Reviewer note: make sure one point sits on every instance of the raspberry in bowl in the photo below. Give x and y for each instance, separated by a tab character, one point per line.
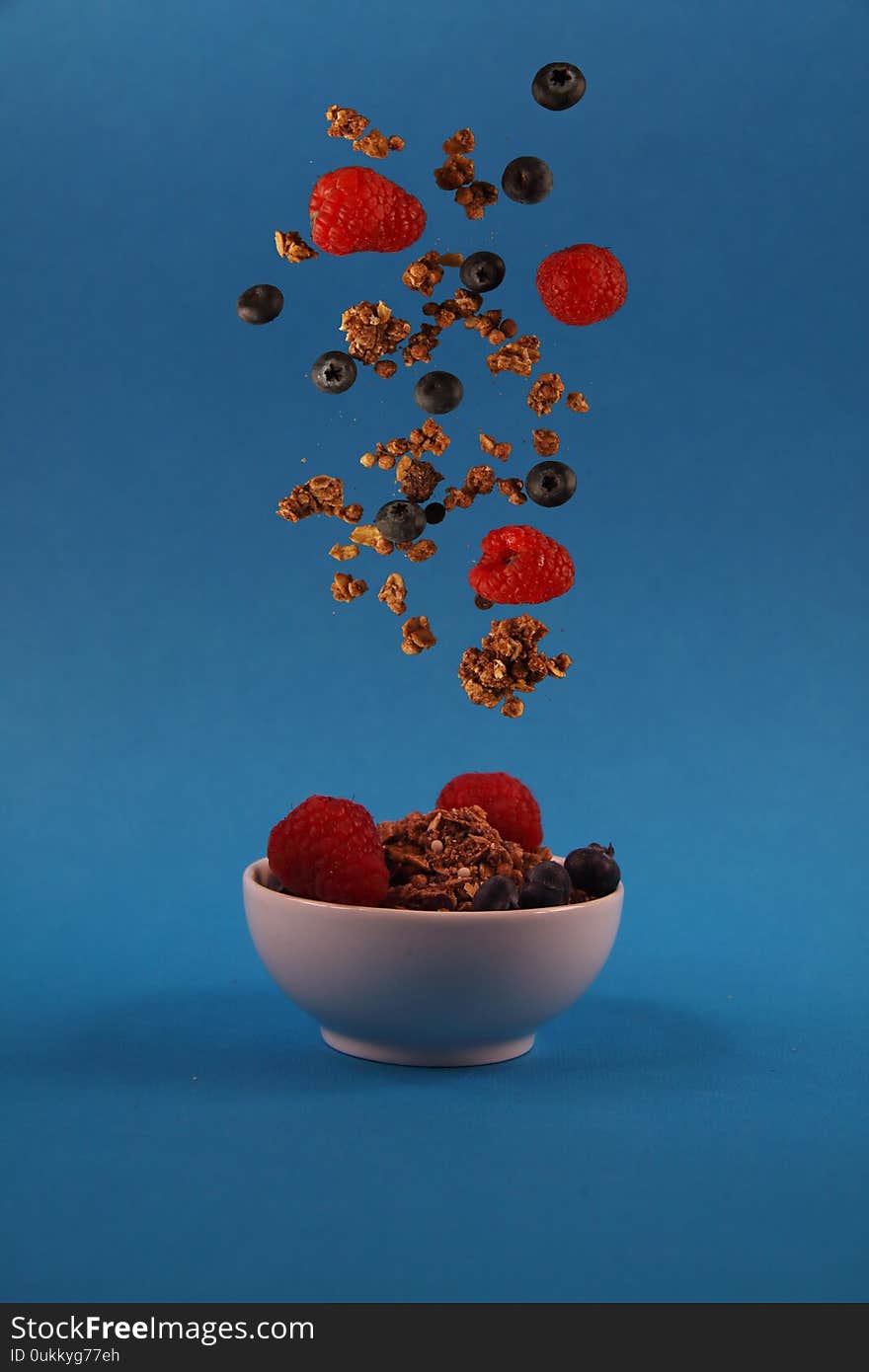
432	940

...

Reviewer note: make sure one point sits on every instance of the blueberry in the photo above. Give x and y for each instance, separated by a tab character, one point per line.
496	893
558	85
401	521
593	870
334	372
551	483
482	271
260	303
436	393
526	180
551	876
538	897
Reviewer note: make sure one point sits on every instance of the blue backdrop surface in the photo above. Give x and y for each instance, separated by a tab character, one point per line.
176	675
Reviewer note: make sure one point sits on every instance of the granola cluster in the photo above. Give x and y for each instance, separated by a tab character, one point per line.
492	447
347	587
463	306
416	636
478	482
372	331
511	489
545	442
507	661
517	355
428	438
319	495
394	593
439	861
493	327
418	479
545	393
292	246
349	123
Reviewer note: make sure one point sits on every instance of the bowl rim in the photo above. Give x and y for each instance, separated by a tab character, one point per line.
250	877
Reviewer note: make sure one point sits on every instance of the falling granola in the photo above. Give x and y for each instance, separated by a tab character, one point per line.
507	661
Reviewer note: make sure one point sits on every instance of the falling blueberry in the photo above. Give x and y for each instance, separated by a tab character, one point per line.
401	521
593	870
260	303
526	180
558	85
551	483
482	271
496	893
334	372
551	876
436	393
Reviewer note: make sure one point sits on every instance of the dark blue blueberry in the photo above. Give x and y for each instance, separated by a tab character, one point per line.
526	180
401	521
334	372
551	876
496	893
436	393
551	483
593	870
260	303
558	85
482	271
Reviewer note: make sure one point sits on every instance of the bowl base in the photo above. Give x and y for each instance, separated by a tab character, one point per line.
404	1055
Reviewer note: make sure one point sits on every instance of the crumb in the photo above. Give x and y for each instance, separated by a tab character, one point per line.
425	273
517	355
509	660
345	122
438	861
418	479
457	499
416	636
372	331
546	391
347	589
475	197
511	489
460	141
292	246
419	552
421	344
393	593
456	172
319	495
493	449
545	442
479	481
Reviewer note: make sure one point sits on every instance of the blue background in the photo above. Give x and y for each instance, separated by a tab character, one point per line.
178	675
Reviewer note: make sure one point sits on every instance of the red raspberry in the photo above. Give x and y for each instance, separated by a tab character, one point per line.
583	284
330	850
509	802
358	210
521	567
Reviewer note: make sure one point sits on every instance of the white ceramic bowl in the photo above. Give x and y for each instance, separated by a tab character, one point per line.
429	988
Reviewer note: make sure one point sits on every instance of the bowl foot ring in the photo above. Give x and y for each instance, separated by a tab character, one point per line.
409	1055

● Problem: Pull out each line of the items above that contains the word "blueberry", and copy those lines.

● Exercise solution:
Reviewer note: make sure one point sits on every instance of the blueberry in the photo above. Give x and y for each instance, separated by a tab character, one point per line.
Reviewer note: make sure one point sits on every instance of the falling blueberry in the photo above. Give x and y for each instance, separated by a tab character, one point per line.
Reviewer note: make sure one point sits on every instance of the dark blue blueberry in the photo above. Give x and y for each instance, separated by a tab character, one point per line.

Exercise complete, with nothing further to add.